= Extract =
______

The Irresistible Presence (v. 23)
The final verse gives us the reason for this global pilgrimage, the central engine of this attractional movement.
"Thus says Yahweh of hosts, ‘In those days ten men from every tongue of the nations will take hold of the garment of a Jew, saying, “Let us go with you, for we have heard that God is with you.” ’ ” (Zechariah 8:23 LSB)
Again, this is a divine promise from the Lord of Armies. "In those days," the era of gospel expansion, something remarkable will happen. "Ten men" is a representative number signifying completeness, a multitude. They come from "every tongue of the nations," a clear anticipation of the Pentecostal reality where the gospel breaks through all linguistic and ethnic barriers.
And what do they do? They "take hold of the garment of a Jew." This is an act of desperate, urgent entreaty. It is the action of the woman with the issue of blood, reaching out to touch the hem of Jesus' garment, believing that is where power resides (Mark 5:28). The nations will see the people of God as the locus of divine power and blessing.
Who is this "Jew"? Ultimately, it is the Lord Jesus Christ, the great Jew, the Lion of the tribe of Judah. All who are in Christ, whether ethnically Jewish or Gentile, are part of the "one new man" (Ephesians 2:15) and are identified with Him. We are the Israel of God (Galatians 6:16). So the nations will come to the Church, to the people of Christ, and cling to them.
And here is the reason, the central thesis of it all: "Let us go with you, for we have heard that God is with you." This is the key. The attraction is not our programs. It is not our music. It is not our winsome personalities. It is the audible rumor, the undeniable report, that the living God dwells among His people. When the church is living in faithful obedience, when we are worshiping in spirit and in truth, when we are loving one another, and when we are applying God's word to every area of life, the presence of God becomes palpable. It becomes something that can be "heard" of by the nations. They see a people whose marriages work, whose children are respectful, whose business dealings are honest, whose community is joyful, and they conclude that this cannot be explained by mere human effort. God must be with them.
Conclusion: Becoming Graspable
This prophecy is both a promise and a profound challenge. The promise is that the gospel will triumph in history. The nations will come. The kingdom will grow. Christ did not die for a failing cause. He is reigning now, and He will continue to reign until all His enemies are made a footstool for His feet.
But the challenge is for us. Are we the kind of people whose garments others want to grasp? Is the presence of God so evident among us that it creates a spiritual rumor in our communities? Or have we quenched the Spirit? Have we become so much like the world that no one would ever suspect that the transcendent God of the universe dwells among us?
The world is not dying for a lack of religious options. It is dying for a lack of God. It is starving for reality. Our task is not to invent clever new ways to market a product. Our task is to be the people of God in such a way that His presence is undeniable. We must be so saturated with the Word, so committed to biblical obedience in every sphere of life, from our homes to our town councils, that the world looks at us and is forced to draw the same conclusion that the nations in Zechariah's prophecy did.
They must look at our lives, our families, our churches, and our communities and say, "We have to go with you. We don't understand it all, but we cannot deny what we see. We have heard that God is with you." When that happens, we will not need to worry about evangelistic strategies. We will simply have to manage the influx.

______

= Task instructions =
• a. In the passage on Zechariah 8:23, what does the number "ten men" signify?
• b. Please write out the passage on Zechariah 8:23 word for word, from "And here is" to "be with them.".

(Stored dataset items)
______

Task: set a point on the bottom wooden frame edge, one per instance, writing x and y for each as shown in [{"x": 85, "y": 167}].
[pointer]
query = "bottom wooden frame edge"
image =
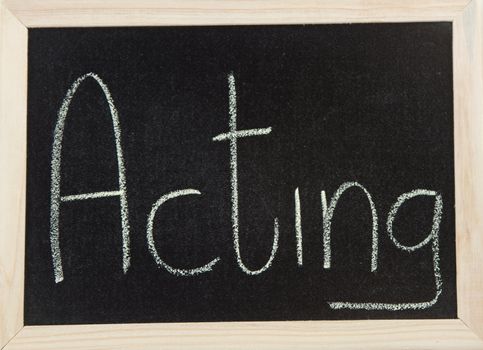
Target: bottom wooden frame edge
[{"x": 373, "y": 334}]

______

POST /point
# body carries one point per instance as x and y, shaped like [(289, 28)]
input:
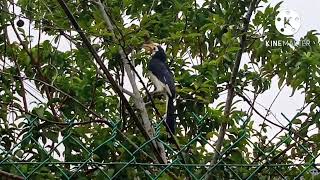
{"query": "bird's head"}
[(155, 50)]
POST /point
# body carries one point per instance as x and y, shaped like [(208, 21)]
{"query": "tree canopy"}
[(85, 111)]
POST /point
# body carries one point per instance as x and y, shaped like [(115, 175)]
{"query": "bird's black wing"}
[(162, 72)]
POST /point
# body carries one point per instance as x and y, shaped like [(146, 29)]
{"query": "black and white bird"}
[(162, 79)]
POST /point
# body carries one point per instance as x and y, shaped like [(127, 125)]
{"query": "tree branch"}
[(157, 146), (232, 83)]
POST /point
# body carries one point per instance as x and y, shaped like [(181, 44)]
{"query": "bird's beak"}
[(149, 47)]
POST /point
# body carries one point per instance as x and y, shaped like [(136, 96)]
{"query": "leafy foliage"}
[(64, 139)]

______

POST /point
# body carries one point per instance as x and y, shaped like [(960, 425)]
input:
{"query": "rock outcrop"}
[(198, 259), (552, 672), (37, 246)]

______

= Expected results =
• a. Completeness, a multitude.

• b.
And here is the reason, the central thesis of it all: "Let us go with you, for we have heard that God is with you." This is the key. The attraction is not our programs. It is not our music. It is not our winsome personalities. It is the audible rumor, the undeniable report, that the living God dwells among His people. When the church is living in faithful obedience, when we are worshiping in spirit and in truth, when we are loving one another, and when we are applying God's word to every area of life, the presence of God becomes palpable. It becomes something that can be "heard" of by the nations. They see a people whose marriages work, whose children are respectful, whose business dealings are honest, whose community is joyful, and they conclude that this cannot be explained by mere human effort. God must be with them.